(Dataset excerpts)
• • • • • • •
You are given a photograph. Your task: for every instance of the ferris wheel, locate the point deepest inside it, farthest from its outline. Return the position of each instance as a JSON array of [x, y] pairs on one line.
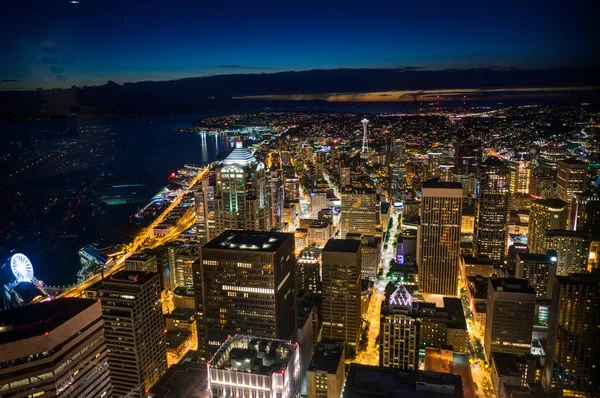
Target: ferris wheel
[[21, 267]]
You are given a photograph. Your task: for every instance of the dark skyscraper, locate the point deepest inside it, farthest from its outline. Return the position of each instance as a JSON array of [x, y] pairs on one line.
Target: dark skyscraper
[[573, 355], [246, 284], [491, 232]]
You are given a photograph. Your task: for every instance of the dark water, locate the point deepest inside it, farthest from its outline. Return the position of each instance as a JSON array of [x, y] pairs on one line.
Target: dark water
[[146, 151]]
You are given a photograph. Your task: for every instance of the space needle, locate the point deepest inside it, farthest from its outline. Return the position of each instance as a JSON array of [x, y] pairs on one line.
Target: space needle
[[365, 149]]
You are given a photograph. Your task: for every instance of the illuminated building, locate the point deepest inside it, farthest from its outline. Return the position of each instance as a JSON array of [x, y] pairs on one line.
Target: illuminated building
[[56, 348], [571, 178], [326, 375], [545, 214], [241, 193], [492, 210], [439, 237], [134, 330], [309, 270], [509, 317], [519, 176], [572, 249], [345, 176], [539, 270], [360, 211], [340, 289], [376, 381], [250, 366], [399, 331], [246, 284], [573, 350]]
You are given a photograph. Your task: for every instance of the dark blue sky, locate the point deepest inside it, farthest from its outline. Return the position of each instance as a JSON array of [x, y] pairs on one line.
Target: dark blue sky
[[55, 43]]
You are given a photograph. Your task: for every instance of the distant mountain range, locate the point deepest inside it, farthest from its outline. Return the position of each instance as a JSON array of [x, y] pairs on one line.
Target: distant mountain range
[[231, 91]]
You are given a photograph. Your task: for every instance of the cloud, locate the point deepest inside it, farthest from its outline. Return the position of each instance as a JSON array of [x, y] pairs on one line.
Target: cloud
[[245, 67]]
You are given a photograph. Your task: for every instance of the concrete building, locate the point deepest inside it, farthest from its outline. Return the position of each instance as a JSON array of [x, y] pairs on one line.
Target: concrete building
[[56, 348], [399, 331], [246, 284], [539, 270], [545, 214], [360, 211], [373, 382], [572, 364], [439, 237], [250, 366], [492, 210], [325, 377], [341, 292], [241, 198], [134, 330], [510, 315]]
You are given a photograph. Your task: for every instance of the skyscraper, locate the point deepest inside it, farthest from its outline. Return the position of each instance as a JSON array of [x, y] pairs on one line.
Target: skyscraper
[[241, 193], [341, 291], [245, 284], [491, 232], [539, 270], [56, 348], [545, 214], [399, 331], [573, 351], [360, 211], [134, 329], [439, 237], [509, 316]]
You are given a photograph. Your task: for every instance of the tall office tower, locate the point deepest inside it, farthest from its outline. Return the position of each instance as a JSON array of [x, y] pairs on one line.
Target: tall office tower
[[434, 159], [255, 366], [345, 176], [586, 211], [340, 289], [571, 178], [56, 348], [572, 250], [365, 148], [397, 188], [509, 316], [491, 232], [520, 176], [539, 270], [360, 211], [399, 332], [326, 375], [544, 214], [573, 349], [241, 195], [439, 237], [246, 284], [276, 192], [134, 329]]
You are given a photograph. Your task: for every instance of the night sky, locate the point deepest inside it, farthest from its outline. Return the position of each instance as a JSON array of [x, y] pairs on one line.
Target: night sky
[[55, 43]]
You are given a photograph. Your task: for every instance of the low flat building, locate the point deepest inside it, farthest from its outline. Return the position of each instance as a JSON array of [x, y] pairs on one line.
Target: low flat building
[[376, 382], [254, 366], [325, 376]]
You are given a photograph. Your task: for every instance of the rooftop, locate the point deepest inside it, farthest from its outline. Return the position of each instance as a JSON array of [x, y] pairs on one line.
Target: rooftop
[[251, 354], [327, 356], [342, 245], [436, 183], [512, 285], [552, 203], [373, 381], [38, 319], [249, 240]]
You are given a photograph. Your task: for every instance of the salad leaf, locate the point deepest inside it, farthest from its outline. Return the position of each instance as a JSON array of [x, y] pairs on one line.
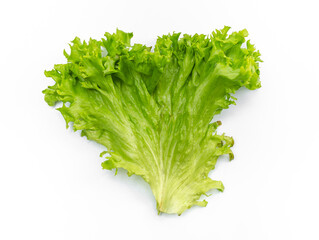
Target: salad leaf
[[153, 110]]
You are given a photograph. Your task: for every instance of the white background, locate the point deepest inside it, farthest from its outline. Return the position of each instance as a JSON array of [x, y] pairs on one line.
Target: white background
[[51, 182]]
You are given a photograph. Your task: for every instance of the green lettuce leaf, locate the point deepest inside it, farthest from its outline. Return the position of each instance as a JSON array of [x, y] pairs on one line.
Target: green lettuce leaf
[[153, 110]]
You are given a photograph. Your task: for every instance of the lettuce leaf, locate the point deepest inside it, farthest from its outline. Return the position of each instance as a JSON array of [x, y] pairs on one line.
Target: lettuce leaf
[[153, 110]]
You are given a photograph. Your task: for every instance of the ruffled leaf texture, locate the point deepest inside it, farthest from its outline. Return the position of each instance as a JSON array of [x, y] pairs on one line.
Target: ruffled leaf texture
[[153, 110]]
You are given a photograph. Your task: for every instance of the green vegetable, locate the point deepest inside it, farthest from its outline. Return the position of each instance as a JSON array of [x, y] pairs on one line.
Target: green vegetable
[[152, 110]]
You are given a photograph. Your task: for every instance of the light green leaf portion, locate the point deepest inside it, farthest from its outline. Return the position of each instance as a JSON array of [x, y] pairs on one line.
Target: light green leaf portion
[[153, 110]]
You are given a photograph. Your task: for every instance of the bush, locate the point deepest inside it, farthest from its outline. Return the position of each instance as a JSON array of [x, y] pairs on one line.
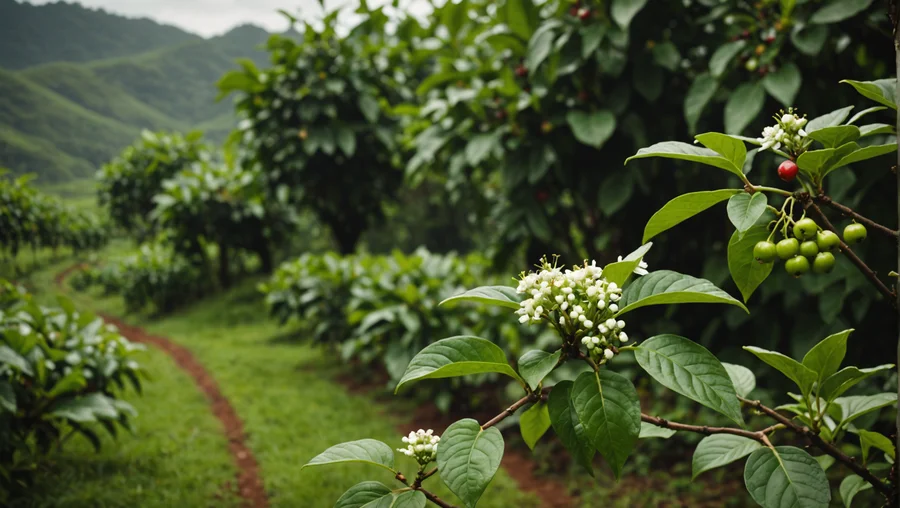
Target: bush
• • • • • • •
▶ **EXERCISE OBJECTIVE**: Print the entries again exactly as they appear above. Do not print the pictures.

▶ **ANSWER SPACE**:
You are given a photograph. Your task: for every instance of the ferris wheel, locate the point deepest inside it, farthest from its outline. Return the position of each instance as a JSON array of [x, y] pairs on one line.
Target: ferris wheel
[[21, 267]]
You are given a photograph. Your task: for every instance of the dark skyscraper, locate the point deepest inside it, farthest from its outline. Return the position of each instance as a JSON array of [x, y] pairs on one line.
Target: dark skyscraper
[[573, 355], [246, 284], [491, 232]]
You are given a photograph. Your task: for every instance of the dark water, locate the point deepest inside it, farthest from its outline. Return the position of each instance as a JSON array of [x, y] pairs on one line.
Target: dark water
[[146, 151]]
You are given a photograph. Your task: for every instance of the space needle, locate the point deepest inside it, farthest from its outline. Return the position of each instance as a JSON array of [x, y] pairs on one line.
Target: space needle
[[365, 149]]
You are given a photograph. Your task: for every instance of the illuminated building, locate the point deepest inside it, farthest from its outline. Return the position of each instance as a JSON array of [x, y] pairs on one line.
Target: illuminated building
[[56, 348], [571, 178], [326, 375], [545, 214], [241, 193], [492, 210], [439, 237], [134, 330], [309, 270], [509, 317], [519, 176], [572, 249], [345, 176], [539, 270], [360, 211], [340, 289], [376, 381], [250, 366], [399, 331], [246, 284], [573, 350]]
You are given a photograph. Your task: for every instance of the dark blue sky, locate the point deepest inside it, farthest from its outline. Return the position of each instance as a JSON array of [x, y] pairs on one line.
Target: dark blue sky
[[55, 43]]
You are given a photograph. Your task: for every instance of the distant mountain range, locate the point deepest inside it, farthest from its outline. Return the position of each instance as a JSON array of [x, y] pairs on one line.
Target: distant mountain range
[[231, 91]]
You are given a photograph. Your task: for every instance of the cloud, locate the point deepest inside it, farthest from its outline. Return the position of each instance as a JSON array of [x, y] pairs on one line.
Target: cloud
[[245, 67]]
You are given a photograph. Your task: for every instance of the concrete building, locate the point deepest inside it, farthest from its outline. Return the position of each instance as a JSON array of [x, y] pairs on one line.
Target: concrete building
[[56, 348], [399, 331], [246, 284], [539, 270], [545, 214], [360, 211], [373, 382], [572, 364], [439, 237], [250, 366], [492, 210], [325, 377], [341, 292], [241, 198], [134, 330], [510, 315]]
You are given a photograph. Your task: for every instance of the skyscraper, locate the point deepest inside it, farthest from its outline. Return the position of each instance as a JSON array of [x, y] pairs on one line.
Target: skyscraper
[[241, 193], [341, 291], [245, 284], [491, 232], [539, 270], [56, 348], [545, 214], [399, 331], [573, 351], [360, 211], [134, 329], [439, 237], [509, 316]]
You are given a photograph. Your task: for every instance of the tall office tower, locate the point deepest inside it, farthest from its outline. Return the position of each instance as a JSON array of [x, y] pairs on one line.
Target: tall office tower
[[434, 159], [255, 366], [345, 176], [586, 211], [340, 289], [571, 178], [56, 348], [572, 250], [365, 148], [397, 188], [509, 316], [491, 232], [520, 176], [539, 270], [360, 211], [399, 332], [326, 375], [544, 214], [573, 349], [241, 195], [439, 237], [246, 284], [276, 192], [134, 329]]
You are given a photograph. Your task: for every instance of the night sky, locate the point deepest inside it, farthest from its outline. Return the position of each instance as a JSON array of [x, y] pairs on one line.
Target: night sky
[[55, 43]]
You are given a photograph. Your task: for every instance of the low flat building, locate the point deepest inside it, farthest from its outline. Return the position of each instance as a JSON array of [x, y] pairs on one line.
Target: low flat building
[[376, 382], [254, 366], [325, 376]]
You are given a photograph. Your task: for every instance of the rooftop, locate the point deepest inside it, farthest from its outline. Return the position of each instance as a JSON array of [x, y] pairs on one line.
Target: rooftop
[[251, 354], [327, 356], [342, 245], [436, 183], [512, 285], [552, 203], [373, 381], [38, 319], [249, 240]]
You are given a photograph. Your task: for every instance of the salad leaf, locate the point deepest inside it, farthest from its outline. Return the position of each instance as a JSON array of [x, y] pairs on one line.
Target: salad leaf
[[153, 110]]
You are given a photograph. Your task: for every instance of the white background, locate the point deepest inside it, farthest from its outline. Return the position of each instance as a JSON array of [x, y] pairs on one line.
Target: white background
[[51, 182]]
You are given a photograph. Your task: for every instance of the green lettuce leaf, locate the point deepest inside it, farthest from its outline. Return the position of each instance as a JSON array of [x, y] pairs on one line.
Target: green lettuce leaf
[[153, 110]]
You are given a photograph. Your task: for every instance of the lettuce leaf, locate the point deepest inside it, farthest from its outline. Return the position of each instance as a JSON array of [x, y] pairs on one line.
Target: lettuce leaf
[[153, 110]]
You are given a photograph. Your task: for every instance of the ruffled leaf texture, locate the point deepest inside it, farthest from its outline. Return the position of each instance as a JSON array of [x, y] pairs on one line.
Target: ruffled leaf texture
[[153, 110]]
You are given a photograph. Your task: for every instance of the green vegetable, locate the point deepest inside it, farthest from its outline. Return the position of each instance as a JSON array of [x, y] pairs on one line.
Target: green vegetable
[[152, 110]]
You are given a photograph. Your task: for every instance of the light green leaf portion, locate the point deepest inside it, farthest from its outline. Return the position of each instance as a JSON array of [x, y] pairs on one line.
Target: light green leaf portion
[[153, 110]]
You are given a photograph. Your task: for every instance of the bush, locate the point deepest inside it, farthest from its outline. Return the position of each instance as a JSON array of [x, y] pairs on one line.
Target: bush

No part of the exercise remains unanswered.